Written exercise: Count the lines in the records below that contain the string "twig", matching case exactly, and reply with the number alone.
________________________________________
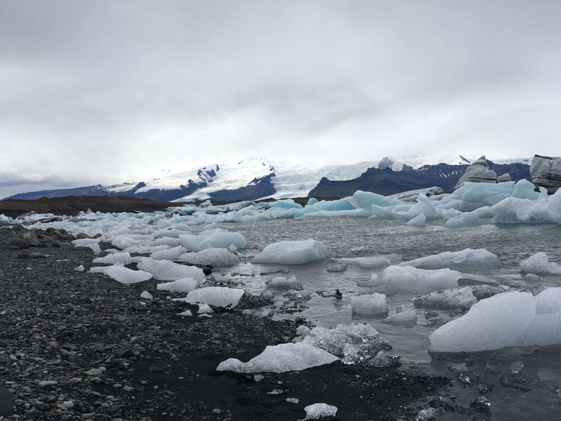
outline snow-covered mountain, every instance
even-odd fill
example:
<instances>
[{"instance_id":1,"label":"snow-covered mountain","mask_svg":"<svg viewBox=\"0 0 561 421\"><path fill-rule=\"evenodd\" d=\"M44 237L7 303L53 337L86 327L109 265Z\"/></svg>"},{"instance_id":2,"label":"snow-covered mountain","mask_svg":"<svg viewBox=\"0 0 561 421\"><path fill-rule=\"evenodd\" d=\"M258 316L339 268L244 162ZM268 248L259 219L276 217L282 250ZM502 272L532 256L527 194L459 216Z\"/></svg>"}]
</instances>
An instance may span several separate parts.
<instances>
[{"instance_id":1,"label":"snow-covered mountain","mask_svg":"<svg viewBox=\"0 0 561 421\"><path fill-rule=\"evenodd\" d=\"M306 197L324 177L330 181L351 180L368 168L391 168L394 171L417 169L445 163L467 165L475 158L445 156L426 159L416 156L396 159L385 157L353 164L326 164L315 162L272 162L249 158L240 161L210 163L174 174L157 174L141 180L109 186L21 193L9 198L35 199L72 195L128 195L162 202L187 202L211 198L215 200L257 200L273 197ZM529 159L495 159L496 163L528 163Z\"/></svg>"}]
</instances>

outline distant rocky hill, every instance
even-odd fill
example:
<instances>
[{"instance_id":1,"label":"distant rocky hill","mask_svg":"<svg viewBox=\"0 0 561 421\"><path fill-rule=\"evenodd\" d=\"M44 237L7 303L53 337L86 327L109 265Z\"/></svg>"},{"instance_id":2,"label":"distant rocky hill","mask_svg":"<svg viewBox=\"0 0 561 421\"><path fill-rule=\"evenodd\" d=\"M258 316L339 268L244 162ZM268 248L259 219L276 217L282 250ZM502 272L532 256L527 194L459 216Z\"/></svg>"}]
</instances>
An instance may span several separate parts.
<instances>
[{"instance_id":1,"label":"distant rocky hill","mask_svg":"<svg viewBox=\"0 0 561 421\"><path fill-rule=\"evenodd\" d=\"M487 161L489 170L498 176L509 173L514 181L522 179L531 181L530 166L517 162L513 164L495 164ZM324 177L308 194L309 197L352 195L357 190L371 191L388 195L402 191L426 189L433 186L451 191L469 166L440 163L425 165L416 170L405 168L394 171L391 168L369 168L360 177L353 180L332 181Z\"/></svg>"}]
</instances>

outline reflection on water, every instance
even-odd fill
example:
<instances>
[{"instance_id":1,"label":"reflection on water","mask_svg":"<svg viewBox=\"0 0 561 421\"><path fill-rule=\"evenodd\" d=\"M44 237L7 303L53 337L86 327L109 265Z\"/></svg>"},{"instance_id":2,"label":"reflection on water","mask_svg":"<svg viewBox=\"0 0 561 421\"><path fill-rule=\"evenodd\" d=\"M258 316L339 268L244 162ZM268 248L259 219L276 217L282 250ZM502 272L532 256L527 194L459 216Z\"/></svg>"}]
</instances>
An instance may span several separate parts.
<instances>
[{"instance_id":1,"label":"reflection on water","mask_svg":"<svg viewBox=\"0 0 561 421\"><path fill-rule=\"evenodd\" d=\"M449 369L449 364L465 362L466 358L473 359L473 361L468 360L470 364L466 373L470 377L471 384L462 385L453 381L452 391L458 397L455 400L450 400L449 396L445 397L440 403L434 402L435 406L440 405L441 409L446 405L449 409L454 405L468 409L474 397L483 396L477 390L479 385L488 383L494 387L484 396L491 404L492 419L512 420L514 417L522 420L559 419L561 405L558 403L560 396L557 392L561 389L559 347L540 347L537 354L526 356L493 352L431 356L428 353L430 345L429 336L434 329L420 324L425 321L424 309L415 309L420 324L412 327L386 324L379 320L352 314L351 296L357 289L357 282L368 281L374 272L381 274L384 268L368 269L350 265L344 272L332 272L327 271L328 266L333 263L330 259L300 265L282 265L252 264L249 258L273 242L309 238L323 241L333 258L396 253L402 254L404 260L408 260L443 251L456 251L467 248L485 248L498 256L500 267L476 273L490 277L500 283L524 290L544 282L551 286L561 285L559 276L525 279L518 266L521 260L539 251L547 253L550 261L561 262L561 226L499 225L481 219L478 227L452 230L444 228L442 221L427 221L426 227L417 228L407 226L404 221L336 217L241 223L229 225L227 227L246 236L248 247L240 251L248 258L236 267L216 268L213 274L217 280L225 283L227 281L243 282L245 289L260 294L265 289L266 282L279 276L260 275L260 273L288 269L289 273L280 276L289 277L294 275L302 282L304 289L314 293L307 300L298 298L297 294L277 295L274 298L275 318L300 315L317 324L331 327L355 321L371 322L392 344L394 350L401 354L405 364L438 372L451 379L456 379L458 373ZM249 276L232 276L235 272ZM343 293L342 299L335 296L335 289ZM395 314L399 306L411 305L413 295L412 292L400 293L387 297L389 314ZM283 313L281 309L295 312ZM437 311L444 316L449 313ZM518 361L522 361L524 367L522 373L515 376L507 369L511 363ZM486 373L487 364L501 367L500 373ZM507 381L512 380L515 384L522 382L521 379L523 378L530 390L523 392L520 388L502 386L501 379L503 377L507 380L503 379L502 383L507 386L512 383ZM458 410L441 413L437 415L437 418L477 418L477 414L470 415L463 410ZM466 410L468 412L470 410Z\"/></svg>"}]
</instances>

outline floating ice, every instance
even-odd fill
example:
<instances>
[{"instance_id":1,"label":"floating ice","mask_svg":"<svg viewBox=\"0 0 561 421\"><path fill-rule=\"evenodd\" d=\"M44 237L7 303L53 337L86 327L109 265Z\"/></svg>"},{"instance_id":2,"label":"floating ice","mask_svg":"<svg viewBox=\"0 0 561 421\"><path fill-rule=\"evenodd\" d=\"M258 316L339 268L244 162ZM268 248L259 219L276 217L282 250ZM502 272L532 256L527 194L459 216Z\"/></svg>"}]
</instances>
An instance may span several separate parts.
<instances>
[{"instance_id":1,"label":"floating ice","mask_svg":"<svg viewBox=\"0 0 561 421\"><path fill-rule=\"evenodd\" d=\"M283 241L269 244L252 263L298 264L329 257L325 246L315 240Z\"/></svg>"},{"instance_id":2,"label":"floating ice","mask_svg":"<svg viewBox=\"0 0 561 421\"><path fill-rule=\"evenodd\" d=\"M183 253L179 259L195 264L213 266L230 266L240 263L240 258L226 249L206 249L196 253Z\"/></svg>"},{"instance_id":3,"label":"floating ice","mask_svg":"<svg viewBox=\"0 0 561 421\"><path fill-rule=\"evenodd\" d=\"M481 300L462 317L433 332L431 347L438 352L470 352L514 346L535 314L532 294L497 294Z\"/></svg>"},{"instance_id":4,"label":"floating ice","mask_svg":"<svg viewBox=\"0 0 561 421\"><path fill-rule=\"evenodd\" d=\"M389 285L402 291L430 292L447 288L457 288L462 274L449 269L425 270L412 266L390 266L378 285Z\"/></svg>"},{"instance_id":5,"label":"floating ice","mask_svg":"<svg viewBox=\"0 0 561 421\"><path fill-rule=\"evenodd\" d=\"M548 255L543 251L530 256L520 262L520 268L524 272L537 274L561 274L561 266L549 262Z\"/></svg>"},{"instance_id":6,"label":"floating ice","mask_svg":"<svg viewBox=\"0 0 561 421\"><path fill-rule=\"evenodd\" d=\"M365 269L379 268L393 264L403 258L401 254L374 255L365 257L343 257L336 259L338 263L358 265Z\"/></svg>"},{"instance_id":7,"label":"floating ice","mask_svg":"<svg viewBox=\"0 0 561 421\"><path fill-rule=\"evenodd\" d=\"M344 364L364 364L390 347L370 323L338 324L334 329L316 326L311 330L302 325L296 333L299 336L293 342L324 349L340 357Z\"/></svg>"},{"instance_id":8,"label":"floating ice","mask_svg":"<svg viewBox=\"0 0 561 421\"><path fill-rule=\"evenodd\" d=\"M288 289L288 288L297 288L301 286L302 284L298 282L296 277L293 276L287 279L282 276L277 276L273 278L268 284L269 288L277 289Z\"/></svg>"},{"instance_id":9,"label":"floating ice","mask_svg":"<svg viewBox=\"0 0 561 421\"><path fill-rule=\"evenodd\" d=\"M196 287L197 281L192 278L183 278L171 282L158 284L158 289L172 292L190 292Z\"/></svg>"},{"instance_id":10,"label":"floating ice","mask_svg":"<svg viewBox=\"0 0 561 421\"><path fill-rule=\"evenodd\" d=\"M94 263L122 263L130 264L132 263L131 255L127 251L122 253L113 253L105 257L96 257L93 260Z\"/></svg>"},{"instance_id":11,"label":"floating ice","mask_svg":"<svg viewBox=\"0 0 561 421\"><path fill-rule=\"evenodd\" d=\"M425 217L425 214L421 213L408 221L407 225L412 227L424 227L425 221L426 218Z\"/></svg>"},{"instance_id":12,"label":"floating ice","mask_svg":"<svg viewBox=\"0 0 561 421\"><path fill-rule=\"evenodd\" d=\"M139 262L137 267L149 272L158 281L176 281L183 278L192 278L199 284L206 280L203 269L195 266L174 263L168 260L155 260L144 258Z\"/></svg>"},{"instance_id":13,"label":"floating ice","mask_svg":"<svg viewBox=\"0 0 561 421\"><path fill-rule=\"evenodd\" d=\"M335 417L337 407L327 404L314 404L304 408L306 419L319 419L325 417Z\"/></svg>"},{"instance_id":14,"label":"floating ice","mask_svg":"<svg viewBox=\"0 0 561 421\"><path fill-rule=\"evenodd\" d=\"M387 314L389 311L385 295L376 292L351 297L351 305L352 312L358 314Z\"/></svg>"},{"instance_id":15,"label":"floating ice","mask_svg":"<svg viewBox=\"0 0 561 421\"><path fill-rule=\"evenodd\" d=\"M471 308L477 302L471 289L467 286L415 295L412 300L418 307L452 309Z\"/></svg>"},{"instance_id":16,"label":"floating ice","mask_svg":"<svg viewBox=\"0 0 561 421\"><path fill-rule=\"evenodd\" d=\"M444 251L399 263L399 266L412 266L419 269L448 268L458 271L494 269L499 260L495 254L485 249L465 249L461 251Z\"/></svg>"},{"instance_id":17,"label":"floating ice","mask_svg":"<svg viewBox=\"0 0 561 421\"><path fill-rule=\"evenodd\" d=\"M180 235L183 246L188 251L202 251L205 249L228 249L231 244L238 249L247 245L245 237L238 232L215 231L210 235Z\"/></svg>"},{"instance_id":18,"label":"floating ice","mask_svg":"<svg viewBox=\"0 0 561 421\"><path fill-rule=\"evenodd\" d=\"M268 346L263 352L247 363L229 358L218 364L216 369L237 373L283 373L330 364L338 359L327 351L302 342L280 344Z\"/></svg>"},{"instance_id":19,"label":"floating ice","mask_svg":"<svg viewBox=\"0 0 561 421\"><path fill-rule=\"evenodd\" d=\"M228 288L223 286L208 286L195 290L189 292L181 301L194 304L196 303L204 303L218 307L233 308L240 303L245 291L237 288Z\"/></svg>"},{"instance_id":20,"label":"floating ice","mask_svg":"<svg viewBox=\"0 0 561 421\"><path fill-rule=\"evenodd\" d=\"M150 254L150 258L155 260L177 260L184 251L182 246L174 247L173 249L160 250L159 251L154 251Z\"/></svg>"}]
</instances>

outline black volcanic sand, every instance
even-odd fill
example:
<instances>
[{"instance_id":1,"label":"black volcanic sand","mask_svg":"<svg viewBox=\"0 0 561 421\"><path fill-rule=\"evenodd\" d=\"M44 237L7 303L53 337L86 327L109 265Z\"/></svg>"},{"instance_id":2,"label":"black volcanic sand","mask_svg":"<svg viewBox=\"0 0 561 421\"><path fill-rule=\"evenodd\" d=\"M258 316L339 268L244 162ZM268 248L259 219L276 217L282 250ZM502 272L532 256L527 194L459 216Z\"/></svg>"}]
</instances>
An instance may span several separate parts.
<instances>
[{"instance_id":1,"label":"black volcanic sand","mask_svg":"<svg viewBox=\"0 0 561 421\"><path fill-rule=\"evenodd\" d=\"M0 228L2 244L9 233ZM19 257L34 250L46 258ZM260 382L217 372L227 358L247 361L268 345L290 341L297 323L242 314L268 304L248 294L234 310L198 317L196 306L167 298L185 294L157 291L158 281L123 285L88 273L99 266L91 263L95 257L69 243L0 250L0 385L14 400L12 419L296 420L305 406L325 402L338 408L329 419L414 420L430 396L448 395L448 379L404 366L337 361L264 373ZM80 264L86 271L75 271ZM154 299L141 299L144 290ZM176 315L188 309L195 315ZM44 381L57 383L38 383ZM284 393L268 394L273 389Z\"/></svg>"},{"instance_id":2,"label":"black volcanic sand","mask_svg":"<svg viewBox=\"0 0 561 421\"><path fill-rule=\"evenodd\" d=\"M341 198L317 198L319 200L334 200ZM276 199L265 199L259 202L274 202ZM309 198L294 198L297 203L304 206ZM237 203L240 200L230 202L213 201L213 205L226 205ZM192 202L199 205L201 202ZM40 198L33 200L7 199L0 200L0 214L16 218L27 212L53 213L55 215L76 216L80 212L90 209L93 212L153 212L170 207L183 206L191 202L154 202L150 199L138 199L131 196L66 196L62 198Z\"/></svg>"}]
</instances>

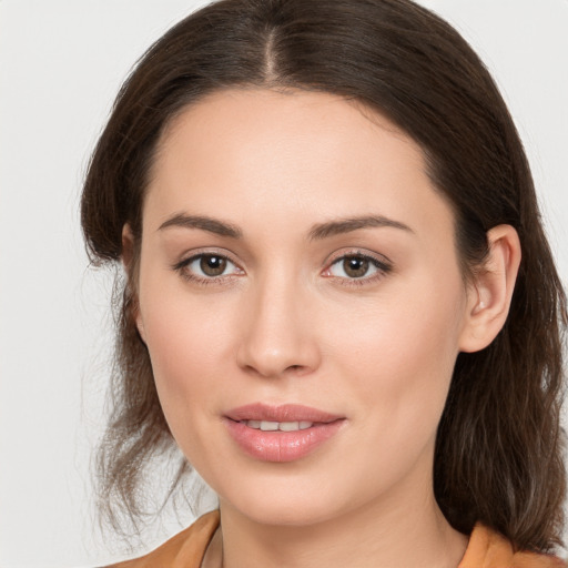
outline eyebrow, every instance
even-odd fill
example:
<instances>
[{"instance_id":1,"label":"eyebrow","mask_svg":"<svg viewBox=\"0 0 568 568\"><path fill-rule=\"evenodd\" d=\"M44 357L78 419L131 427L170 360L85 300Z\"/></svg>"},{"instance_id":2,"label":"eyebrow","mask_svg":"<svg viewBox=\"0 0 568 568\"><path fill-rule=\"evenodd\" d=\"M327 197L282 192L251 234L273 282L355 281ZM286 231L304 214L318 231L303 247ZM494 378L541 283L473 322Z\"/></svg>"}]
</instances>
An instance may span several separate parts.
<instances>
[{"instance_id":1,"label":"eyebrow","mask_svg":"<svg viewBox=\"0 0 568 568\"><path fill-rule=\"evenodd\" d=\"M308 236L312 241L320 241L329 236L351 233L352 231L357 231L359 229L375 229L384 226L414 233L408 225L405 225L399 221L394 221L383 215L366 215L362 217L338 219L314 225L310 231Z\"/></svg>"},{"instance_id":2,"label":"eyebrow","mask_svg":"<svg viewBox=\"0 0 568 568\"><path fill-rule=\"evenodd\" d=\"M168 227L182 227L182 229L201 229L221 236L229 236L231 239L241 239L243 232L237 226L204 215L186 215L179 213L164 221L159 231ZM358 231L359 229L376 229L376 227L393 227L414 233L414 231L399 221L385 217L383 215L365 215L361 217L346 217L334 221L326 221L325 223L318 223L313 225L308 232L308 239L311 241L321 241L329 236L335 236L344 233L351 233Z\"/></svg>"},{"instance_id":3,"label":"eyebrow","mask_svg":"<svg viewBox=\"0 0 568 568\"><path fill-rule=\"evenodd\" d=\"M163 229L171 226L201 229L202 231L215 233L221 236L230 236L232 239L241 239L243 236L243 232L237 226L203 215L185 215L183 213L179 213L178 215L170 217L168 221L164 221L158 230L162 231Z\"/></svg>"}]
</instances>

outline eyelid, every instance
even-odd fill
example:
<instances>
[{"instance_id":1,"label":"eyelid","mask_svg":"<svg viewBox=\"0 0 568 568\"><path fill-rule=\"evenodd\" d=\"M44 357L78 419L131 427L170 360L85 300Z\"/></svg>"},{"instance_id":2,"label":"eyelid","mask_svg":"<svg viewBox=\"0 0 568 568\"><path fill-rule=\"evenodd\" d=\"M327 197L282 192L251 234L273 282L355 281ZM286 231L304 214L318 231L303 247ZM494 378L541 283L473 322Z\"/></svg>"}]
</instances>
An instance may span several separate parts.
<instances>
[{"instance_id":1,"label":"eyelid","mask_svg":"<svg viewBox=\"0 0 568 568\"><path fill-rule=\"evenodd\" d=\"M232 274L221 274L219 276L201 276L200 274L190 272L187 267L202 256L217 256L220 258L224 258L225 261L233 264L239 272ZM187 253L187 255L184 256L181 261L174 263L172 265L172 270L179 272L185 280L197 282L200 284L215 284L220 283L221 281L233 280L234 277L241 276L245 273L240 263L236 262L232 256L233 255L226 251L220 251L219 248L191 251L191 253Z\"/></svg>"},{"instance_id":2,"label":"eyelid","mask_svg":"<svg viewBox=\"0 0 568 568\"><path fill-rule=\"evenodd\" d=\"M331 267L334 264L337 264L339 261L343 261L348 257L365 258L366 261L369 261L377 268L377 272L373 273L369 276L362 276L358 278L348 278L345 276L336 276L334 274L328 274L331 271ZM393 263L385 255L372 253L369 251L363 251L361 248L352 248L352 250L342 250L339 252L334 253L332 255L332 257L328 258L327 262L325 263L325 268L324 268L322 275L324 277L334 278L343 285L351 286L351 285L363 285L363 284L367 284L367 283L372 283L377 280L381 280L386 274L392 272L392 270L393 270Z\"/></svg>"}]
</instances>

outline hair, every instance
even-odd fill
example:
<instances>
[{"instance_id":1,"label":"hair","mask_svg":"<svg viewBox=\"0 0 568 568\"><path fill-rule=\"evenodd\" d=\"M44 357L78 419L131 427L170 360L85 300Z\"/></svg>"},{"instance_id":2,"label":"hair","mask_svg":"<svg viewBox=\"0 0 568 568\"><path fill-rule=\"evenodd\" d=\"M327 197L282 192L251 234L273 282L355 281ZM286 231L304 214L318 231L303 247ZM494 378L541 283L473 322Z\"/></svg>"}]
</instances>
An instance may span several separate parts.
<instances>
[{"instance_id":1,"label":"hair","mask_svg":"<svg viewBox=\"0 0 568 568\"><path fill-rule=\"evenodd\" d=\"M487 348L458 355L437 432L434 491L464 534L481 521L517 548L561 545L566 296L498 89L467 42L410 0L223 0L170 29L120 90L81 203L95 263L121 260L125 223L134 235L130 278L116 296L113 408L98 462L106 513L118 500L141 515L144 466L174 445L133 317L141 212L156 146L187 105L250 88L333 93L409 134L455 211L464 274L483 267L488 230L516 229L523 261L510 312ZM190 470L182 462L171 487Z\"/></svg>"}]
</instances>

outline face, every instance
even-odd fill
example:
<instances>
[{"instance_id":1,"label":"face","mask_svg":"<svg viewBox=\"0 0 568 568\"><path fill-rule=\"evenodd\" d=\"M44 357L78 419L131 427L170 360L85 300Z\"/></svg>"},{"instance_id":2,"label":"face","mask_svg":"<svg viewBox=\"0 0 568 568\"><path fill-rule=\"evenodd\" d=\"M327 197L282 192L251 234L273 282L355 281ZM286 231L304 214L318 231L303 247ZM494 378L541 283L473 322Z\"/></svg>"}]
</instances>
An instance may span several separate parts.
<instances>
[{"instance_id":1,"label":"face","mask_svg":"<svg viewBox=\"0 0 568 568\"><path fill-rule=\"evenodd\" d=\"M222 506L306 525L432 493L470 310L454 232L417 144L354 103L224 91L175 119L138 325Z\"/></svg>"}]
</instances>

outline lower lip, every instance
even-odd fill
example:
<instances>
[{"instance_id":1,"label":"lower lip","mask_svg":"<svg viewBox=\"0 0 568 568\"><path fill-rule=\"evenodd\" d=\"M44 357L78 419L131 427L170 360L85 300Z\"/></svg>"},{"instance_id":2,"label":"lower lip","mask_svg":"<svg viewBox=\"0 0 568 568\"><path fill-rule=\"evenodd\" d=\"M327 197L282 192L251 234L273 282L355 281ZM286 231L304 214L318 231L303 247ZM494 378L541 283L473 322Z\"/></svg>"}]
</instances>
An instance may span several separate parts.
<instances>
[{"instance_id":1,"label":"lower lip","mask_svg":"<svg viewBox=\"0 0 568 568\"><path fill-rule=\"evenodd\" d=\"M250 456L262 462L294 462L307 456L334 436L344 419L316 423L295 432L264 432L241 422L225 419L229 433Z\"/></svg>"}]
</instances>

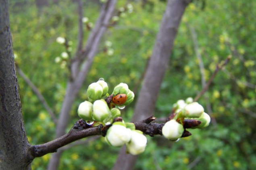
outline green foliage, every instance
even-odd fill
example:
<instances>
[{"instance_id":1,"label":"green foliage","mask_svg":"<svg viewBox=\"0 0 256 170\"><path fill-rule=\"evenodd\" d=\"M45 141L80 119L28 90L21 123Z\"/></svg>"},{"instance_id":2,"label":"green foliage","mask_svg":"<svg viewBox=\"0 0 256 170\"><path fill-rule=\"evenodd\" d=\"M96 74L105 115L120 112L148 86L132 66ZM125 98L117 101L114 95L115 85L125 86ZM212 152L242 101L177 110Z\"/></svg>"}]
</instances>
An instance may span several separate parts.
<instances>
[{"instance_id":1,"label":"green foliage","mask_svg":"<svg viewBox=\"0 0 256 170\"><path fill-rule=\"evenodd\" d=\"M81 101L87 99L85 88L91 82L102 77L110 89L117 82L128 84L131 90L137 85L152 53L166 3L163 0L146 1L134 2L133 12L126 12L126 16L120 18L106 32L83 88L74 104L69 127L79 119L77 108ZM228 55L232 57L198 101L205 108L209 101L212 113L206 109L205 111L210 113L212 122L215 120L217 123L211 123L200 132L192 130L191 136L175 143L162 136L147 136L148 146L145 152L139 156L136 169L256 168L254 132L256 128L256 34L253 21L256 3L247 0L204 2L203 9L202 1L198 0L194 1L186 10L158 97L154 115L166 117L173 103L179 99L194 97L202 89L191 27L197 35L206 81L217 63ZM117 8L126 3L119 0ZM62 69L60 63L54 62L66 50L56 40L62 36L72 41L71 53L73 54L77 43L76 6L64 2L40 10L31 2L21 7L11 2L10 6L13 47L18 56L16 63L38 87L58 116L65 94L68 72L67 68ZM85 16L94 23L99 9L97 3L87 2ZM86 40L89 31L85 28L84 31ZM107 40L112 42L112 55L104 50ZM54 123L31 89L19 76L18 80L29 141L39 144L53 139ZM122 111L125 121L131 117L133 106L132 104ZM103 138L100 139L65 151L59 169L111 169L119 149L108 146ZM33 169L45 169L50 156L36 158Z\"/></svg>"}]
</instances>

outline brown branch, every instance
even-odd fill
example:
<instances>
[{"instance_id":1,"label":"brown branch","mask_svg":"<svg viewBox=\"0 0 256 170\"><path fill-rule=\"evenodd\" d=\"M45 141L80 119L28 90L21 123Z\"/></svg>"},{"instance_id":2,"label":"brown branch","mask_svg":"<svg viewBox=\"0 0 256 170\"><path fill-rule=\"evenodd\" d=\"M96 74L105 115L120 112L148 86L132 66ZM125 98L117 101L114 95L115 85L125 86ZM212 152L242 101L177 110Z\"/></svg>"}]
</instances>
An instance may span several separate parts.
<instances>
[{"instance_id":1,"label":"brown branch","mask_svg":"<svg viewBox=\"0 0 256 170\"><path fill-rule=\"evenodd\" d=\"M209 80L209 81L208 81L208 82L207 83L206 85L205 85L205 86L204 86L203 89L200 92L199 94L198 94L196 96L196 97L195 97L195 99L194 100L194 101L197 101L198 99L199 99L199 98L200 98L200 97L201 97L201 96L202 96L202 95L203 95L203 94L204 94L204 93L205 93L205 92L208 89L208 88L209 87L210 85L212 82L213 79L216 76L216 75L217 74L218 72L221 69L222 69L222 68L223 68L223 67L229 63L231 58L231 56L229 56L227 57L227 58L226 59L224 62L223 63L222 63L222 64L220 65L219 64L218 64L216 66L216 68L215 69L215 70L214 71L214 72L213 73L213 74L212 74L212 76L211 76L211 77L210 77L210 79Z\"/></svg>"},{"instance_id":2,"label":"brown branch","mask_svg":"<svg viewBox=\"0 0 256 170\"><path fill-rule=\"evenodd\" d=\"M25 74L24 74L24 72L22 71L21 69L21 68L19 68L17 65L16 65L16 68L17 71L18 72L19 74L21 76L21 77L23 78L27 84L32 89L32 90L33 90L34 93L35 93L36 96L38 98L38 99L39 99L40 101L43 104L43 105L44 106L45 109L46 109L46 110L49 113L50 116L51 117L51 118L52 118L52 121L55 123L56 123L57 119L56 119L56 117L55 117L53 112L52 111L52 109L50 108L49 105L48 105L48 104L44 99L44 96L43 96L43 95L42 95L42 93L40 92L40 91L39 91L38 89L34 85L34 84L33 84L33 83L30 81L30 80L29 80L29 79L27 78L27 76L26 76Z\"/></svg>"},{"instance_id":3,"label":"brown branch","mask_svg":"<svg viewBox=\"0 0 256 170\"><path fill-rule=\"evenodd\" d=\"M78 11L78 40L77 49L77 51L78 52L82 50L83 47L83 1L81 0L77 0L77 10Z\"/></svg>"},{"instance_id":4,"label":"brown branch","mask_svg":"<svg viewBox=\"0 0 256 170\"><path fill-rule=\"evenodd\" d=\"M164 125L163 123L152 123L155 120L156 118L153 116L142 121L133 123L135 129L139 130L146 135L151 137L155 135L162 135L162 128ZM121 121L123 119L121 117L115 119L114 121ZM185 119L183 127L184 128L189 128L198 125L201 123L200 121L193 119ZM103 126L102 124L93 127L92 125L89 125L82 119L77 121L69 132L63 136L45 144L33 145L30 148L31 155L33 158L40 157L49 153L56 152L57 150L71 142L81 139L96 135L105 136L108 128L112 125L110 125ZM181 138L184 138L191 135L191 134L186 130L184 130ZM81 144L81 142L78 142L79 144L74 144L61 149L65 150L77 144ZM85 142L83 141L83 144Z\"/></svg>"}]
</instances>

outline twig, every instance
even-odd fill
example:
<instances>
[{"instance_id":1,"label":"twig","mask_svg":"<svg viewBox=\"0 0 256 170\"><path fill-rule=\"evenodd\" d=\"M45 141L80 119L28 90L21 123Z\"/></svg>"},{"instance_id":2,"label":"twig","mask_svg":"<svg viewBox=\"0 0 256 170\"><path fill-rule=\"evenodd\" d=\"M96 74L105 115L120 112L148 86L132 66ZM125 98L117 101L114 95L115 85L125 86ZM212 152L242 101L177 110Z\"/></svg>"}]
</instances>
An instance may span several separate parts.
________________________________________
Response to this exercise: 2